→ Instructions to follow
From the records, report how many lines hold the word "target", with the number as the sole reply.

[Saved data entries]
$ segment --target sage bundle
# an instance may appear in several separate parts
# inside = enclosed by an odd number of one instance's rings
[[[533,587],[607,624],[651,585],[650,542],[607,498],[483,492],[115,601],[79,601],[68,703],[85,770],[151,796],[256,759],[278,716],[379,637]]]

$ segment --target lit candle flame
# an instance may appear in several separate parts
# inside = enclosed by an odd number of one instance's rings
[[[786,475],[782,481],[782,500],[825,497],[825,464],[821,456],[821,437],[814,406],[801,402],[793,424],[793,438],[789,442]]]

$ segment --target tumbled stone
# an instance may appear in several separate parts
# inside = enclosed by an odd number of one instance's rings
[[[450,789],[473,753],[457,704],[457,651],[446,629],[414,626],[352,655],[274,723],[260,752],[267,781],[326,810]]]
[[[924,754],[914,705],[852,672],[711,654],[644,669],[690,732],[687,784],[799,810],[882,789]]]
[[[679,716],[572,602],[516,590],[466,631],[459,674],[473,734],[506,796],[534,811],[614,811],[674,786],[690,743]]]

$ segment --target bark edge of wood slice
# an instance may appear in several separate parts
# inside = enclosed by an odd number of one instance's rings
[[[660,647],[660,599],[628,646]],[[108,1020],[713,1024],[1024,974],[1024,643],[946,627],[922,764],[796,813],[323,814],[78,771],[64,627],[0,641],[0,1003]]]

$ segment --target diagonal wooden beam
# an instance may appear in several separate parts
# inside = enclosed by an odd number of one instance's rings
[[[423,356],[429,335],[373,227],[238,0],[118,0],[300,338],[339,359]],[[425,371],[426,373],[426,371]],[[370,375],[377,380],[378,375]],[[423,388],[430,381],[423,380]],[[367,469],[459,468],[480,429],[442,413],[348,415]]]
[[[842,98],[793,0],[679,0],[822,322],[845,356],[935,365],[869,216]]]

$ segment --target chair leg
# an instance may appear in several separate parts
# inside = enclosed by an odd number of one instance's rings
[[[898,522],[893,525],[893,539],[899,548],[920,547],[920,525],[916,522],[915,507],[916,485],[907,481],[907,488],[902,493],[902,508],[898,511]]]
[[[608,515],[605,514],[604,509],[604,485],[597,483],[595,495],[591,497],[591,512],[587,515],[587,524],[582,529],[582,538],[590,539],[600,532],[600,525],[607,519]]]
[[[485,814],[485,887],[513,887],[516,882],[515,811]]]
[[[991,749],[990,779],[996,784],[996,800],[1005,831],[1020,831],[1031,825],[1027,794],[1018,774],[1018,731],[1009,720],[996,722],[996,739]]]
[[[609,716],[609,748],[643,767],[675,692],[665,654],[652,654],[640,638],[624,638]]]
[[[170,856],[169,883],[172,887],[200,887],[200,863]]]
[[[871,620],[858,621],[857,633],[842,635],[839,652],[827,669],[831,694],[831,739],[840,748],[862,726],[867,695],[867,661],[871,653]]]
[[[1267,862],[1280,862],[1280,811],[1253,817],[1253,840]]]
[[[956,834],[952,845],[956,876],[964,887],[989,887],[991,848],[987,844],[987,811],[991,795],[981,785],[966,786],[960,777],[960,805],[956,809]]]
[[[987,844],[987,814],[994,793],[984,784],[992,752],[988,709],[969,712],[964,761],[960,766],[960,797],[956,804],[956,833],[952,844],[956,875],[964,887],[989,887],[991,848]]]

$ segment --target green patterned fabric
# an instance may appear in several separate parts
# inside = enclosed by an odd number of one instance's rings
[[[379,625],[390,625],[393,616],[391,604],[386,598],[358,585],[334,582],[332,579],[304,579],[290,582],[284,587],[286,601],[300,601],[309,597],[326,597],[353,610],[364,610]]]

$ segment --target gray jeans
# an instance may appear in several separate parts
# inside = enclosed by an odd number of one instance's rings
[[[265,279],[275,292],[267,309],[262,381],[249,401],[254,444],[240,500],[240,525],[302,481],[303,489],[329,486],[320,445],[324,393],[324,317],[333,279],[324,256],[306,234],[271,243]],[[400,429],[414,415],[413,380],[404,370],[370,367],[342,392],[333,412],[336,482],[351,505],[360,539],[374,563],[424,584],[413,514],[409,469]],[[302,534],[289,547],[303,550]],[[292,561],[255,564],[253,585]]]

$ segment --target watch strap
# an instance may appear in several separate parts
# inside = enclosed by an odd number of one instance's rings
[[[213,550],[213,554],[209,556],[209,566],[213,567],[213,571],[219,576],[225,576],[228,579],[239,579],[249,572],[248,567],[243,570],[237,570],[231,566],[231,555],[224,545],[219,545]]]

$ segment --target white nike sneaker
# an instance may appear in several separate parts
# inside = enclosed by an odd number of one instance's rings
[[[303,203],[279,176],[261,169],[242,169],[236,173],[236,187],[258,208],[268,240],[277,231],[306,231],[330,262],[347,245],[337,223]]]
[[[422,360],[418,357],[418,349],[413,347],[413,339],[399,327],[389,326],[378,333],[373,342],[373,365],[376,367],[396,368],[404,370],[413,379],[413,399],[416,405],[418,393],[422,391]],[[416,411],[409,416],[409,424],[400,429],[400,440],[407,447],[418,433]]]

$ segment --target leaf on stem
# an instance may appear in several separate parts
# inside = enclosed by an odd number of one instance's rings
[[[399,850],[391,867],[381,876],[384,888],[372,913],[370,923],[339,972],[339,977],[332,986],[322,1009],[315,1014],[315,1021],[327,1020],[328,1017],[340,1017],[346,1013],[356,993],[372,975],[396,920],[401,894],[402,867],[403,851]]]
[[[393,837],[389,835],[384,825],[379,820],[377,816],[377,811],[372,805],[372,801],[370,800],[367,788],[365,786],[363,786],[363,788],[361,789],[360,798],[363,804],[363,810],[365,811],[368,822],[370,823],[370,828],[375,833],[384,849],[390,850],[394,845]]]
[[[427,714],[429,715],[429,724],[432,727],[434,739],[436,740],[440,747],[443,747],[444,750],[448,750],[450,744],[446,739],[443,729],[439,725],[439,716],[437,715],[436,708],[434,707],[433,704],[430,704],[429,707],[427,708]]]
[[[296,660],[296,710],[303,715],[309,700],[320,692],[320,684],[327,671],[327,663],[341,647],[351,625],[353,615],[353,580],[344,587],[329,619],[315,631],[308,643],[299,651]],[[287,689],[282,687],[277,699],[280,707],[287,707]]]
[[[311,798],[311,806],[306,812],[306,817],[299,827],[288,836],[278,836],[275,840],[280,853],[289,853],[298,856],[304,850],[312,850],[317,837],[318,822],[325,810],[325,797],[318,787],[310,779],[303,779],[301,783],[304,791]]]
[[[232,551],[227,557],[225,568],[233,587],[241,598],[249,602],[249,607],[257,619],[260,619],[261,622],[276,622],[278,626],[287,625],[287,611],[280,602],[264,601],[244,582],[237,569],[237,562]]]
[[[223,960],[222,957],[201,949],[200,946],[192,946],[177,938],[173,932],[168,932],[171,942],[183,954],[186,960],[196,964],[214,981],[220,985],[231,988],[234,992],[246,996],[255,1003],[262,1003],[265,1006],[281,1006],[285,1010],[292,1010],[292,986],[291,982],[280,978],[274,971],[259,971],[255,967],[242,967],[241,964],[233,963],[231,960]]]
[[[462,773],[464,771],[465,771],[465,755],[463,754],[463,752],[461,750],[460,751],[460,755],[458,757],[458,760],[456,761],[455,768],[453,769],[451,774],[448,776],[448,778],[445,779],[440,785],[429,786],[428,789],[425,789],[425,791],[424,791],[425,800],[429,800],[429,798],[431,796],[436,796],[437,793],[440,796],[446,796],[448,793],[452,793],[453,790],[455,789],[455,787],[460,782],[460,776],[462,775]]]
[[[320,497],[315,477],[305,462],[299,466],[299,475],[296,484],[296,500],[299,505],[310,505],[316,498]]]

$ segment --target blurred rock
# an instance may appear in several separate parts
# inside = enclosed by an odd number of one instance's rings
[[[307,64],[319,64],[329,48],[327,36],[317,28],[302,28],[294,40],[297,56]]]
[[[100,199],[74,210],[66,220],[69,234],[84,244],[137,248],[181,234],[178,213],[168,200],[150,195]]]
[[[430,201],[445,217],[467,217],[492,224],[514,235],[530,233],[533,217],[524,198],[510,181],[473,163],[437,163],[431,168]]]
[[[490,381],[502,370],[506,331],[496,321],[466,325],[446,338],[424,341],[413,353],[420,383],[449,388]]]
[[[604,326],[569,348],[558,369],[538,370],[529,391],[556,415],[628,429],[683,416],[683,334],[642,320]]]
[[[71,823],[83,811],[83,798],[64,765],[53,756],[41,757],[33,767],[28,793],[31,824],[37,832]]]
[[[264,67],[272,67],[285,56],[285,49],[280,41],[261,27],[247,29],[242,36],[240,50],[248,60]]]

→ Response for this exercise
12